■ **WORK TO COMPLETE**
a – Which of these statements agree with the USCA announcement? (i) The lecture series is affiliated with TED Talks. (ii) Dr. Fauci became Director of NIAID in 1984. (iii) The lecture series is a form of basic capacity building. Answer yes or no for each, and quote the deciding words of the USCA announcement.
b – Could you carry the USCA announcement on past its last sentence, in the same tone?

■ **EXERCISE TEXT**
* * *

USCA: Master Series for Leadership

USCA: Master Series for Leadership

USCA: Master Series for Leadership Septembers 10 – 13, 2015 Washington, DC

The 2015 United States Conference on AIDS (USCA) will be in Washington, DC September 10-13. A new and innovative program for this year’s conference is its version of the TED Talks for the HIV Movement series. This program seeks to replicate, but has no affiliation with TED (Technology, Entertainment, Design) Talks which were started with the vision of “Ideas Worth Spreading.” The unique lecture series is for high functioning organizations that understand the urgency behind the work. It’s not basic capacity building; instead, the TED Talks for the HIV movement will be a forum to build leadership. The talks will look the big questions.

• Where are we going?

• What is our future?

• What issues should the community address as we look at HIV after the Affordable Care Act, but before we end the epidemic?

Dr. Anthony S. Fauci

Dr. Fauci was appointed Director of the National Institute of Allergy and Infectious Diseases (NIAID) in 1984. He oversees an extensive research portfolio of basic and applied research to prevent, diagnose, and treat infectious diseases such as HIV/AIDS and other sexually transmitted infections, influenza, tuberculosis, malaria and illness from potential agents of bio-terrorism. He is a long-term leader, influencer, and hero to our movement. This session will provide an opportunity to hear Dr. Fauci’s thoughts on vaccines, biomedical prevention, and approaches towards a cure.

* * *

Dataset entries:
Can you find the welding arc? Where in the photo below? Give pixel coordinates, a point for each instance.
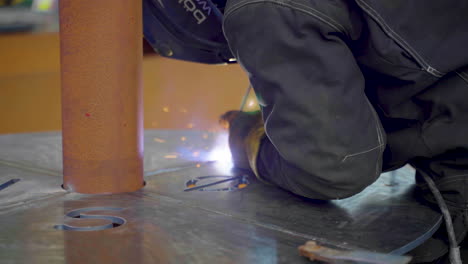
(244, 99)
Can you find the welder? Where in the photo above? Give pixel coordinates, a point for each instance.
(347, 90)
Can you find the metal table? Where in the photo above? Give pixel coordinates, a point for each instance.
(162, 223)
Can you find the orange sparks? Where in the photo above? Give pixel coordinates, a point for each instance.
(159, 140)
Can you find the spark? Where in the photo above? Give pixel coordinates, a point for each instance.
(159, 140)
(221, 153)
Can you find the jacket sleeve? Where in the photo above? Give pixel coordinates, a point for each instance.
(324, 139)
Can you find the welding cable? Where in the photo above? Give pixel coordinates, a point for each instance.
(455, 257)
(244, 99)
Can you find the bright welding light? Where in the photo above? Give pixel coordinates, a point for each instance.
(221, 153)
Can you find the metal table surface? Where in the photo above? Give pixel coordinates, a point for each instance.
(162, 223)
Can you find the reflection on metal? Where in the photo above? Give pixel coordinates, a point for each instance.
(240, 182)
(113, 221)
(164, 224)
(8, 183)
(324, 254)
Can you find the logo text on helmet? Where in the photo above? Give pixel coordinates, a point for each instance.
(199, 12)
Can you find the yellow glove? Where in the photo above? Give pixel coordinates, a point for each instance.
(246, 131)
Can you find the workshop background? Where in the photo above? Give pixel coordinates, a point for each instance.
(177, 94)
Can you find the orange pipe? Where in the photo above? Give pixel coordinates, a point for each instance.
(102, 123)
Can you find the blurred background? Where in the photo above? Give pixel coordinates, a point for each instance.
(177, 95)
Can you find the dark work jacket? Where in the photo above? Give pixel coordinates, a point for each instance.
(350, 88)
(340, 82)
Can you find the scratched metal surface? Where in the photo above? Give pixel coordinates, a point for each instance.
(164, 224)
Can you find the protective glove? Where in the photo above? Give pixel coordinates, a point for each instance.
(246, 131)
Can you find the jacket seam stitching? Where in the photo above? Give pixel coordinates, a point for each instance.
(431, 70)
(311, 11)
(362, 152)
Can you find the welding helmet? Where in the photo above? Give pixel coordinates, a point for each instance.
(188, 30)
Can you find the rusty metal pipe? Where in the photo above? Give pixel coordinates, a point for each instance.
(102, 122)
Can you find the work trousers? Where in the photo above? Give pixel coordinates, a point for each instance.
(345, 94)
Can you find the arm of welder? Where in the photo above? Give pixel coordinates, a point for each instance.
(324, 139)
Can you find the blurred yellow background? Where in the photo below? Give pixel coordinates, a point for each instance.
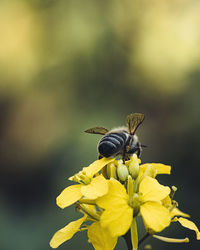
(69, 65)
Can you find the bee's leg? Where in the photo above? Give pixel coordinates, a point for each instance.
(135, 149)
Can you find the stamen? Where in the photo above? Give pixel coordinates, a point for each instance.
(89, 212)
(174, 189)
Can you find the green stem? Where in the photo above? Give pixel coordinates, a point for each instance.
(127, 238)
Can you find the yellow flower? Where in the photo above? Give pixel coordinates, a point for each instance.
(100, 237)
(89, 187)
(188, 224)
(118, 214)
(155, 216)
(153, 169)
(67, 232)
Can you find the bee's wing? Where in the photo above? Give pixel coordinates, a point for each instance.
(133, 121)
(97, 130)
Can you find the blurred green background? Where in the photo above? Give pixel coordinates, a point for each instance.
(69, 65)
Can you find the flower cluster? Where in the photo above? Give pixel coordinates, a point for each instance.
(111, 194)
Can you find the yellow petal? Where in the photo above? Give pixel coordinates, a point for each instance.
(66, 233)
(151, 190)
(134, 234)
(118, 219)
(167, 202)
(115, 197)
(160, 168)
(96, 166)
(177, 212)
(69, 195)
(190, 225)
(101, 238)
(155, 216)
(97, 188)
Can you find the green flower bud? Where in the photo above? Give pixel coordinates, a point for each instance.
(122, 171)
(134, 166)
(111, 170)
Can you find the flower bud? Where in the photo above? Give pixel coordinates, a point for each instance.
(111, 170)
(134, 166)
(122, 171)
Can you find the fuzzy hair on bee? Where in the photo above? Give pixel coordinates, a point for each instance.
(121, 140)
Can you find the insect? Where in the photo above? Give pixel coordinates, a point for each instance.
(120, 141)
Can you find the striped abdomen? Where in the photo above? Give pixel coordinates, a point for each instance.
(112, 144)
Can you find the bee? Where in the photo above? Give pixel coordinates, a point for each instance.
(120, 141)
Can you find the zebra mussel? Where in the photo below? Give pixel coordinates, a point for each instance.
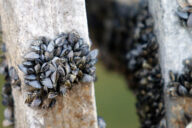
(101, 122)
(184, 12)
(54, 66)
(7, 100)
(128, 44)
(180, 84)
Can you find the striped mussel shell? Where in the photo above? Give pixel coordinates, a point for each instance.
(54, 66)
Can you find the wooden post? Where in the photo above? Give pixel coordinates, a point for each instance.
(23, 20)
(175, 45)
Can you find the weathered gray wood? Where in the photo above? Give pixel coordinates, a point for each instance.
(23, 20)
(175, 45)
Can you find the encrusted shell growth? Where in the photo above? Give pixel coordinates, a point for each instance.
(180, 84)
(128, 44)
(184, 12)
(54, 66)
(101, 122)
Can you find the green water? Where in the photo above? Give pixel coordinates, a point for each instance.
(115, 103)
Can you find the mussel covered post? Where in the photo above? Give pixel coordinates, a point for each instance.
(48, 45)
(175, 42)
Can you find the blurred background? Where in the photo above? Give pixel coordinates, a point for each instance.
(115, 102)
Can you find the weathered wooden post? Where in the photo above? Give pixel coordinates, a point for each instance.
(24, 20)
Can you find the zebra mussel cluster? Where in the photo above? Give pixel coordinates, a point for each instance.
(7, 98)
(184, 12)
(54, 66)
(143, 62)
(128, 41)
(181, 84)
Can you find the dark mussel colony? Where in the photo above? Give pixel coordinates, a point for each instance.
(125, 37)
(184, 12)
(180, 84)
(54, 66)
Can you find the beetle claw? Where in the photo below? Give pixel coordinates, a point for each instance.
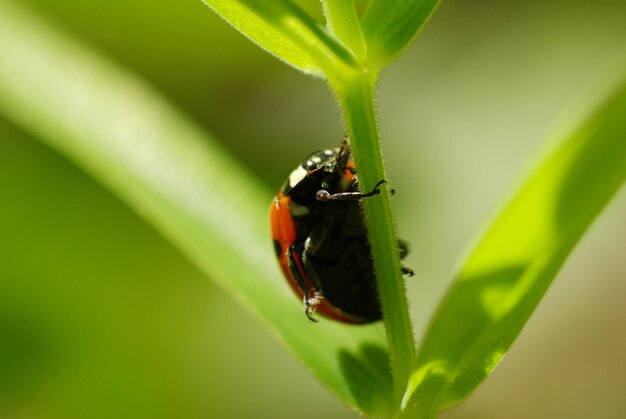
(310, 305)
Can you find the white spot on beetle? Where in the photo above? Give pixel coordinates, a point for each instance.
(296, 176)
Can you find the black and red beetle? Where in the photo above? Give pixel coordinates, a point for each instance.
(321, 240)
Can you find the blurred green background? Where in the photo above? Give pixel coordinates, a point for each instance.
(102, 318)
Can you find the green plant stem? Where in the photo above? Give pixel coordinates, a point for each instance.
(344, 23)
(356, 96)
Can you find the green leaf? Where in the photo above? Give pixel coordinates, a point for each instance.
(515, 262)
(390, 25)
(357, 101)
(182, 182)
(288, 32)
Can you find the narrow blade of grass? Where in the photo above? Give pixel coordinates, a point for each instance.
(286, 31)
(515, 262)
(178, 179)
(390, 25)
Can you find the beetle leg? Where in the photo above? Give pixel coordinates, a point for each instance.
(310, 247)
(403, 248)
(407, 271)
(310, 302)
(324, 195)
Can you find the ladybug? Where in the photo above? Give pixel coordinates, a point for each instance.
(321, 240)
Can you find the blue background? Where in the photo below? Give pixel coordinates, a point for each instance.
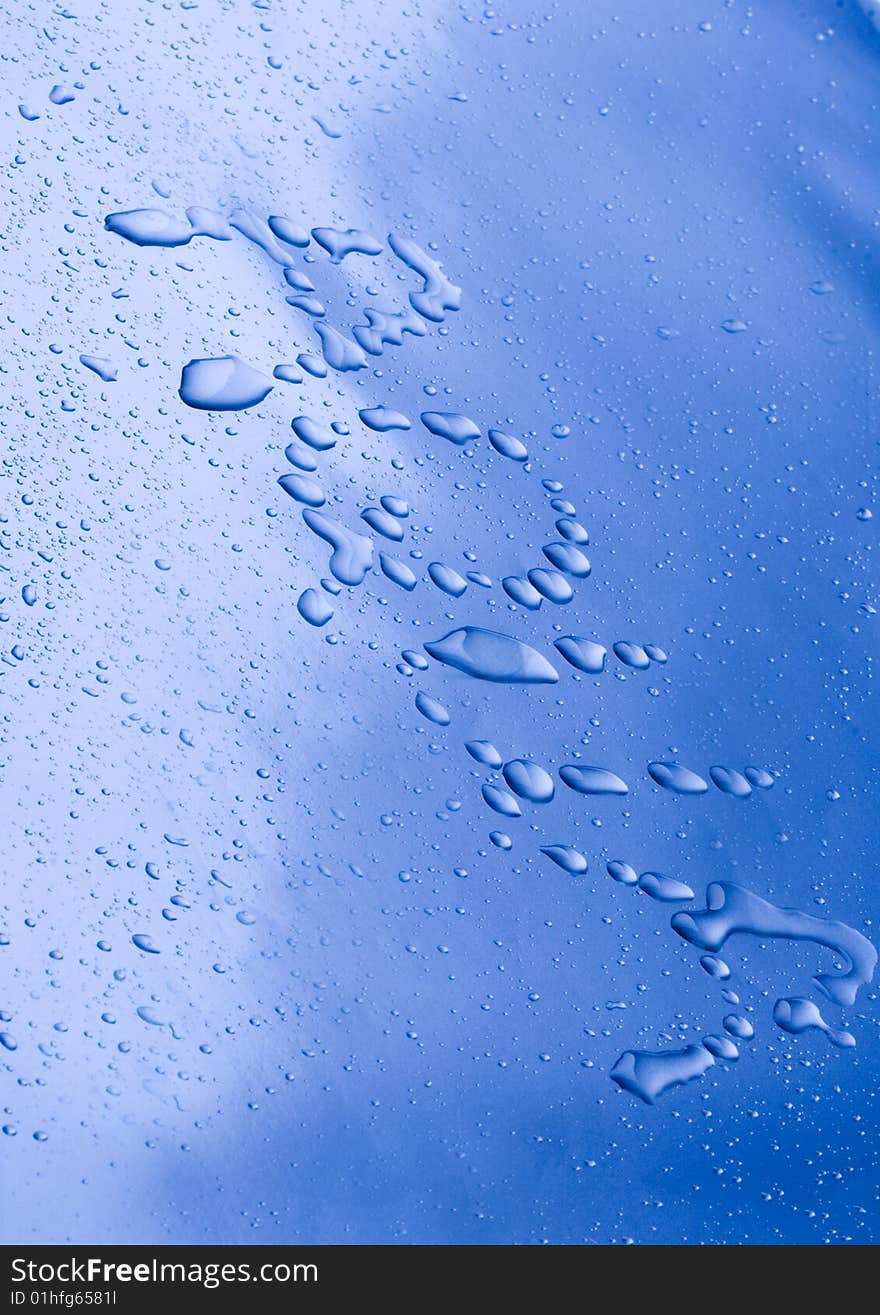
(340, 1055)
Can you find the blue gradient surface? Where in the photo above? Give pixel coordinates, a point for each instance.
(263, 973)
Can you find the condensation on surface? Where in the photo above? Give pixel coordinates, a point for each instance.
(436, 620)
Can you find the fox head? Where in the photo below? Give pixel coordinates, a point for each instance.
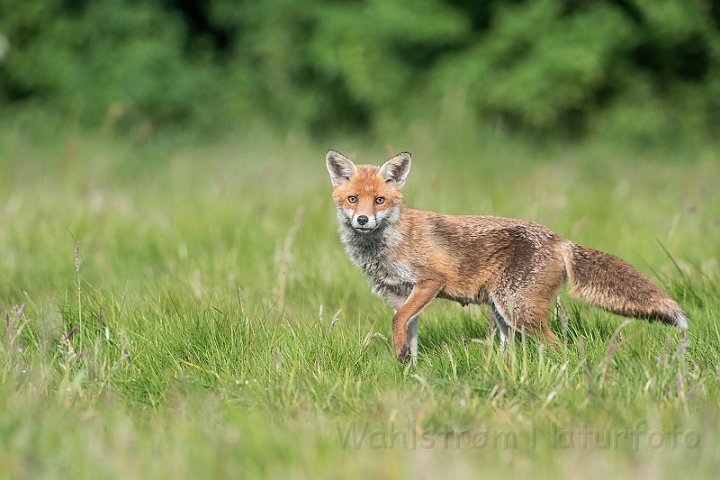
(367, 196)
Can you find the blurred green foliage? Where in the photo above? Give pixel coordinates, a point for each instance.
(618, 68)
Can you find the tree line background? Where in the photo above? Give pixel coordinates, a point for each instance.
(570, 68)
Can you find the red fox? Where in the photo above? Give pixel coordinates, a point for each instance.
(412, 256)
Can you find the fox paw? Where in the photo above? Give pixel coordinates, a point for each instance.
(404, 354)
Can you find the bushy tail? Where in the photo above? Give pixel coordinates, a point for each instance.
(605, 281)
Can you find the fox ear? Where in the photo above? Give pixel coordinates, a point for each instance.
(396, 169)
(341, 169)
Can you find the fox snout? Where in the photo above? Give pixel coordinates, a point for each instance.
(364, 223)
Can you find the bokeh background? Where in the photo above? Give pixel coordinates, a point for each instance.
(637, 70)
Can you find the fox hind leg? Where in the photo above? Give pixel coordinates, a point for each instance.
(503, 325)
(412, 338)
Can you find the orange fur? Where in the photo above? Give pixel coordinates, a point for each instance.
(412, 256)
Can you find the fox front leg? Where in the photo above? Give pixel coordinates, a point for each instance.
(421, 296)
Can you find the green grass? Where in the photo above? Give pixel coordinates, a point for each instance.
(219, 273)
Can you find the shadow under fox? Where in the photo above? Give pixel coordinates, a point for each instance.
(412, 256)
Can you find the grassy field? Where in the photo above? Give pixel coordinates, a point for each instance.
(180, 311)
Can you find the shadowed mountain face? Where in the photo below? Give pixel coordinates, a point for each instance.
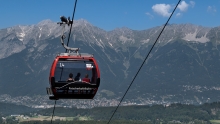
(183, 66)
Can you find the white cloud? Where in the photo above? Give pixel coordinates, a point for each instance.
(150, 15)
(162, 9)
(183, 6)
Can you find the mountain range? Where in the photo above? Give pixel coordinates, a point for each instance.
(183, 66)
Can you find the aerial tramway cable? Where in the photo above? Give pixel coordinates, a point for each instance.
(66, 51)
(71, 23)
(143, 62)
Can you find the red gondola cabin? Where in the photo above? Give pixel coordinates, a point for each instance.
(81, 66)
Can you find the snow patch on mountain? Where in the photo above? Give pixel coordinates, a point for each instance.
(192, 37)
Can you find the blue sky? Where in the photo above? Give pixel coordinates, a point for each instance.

* * *

■ **EXERCISE RESULTS**
a –
(i) No: "This program seeks to replicate, but has no affiliation with TED (Technology, Entertainment, Design) Talks"
(ii) Yes: "Dr. Fauci was appointed Director of the National Institute of Allergy and Infectious Diseases (NIAID) in 1984."
(iii) No: "It’s not basic capacity building"

b –
NMAC leads with race. Three senior staff will talk about race, racism, health equity, and racial justice within the context of HIV. They will outline what our movement needs to do to normalize discussions on these important topics. NMAC sees this as an urgent first step towards bending the curve of new HIV infections and retaining HIV positive people of color in care.


Sandy Thurman, Grant Colfax, and Jeff Crowley all hold unique perspectives as former heads of the White House Office of National AIDS Policy. They were privy to what happens behind the scenes. We’ve asked them to talk about their time in the White House and to share their thoughts and recommendations on what it’s going to take to end the HIV epidemic.


What is the future of HIV prevention in the U.S.? How can we reduce HIV among men who have sex with men (MSM), particularly young black MSM? Why are black women twenty times more likely then white women to get HIV? These are just some of the questions we’ve asked Dr. Eugene McCray to address. As the director of Center for Disease Control and Prevention’s Division of HIV/AIDS Prevention, Dr. McCray leads the CDC’s response to slow, and eventually end, the transmission of HIV through the implementation of high-impact prevention in the U.S.



Peter Staley is a long-term AIDS and gay rights activist – first as a member of ACT UP New York, then as the founding director of the Treatment Action Group (TAG). USCA asked Peter to talk about the history of HIV activism to ensure we never forget our past. More importantly, we’ve asked him to put activism into a context that is relevant today. What happened to the urgency of our movement and how can we get it back? What is the role of activists in light of the Affordable Care Act (ACA), Treatment as Prevention (TasP), Post-Exposure Prophylaxis (PEP), and Pre-Exposure Prophylaxis (PrEP)?



What is the future of the Ryan White Care Act? This is one of the biggest questions facing our movement. USCA is pleased that Dr. Laura Cheever, the administrator of Health Resources and Services Administration’s HIV/AIDS Bureau, will be here to lead the discussion. The Ryan White Care Act is essential to our ability to provide comprehensive services for People Living with HIV/AIDS. Many in our movement are concerned about its future. This session will provide an opportunity to hear Dr. Cheever’s thoughts on the big issues and to dialogue with her and other leaders about the future of this important program.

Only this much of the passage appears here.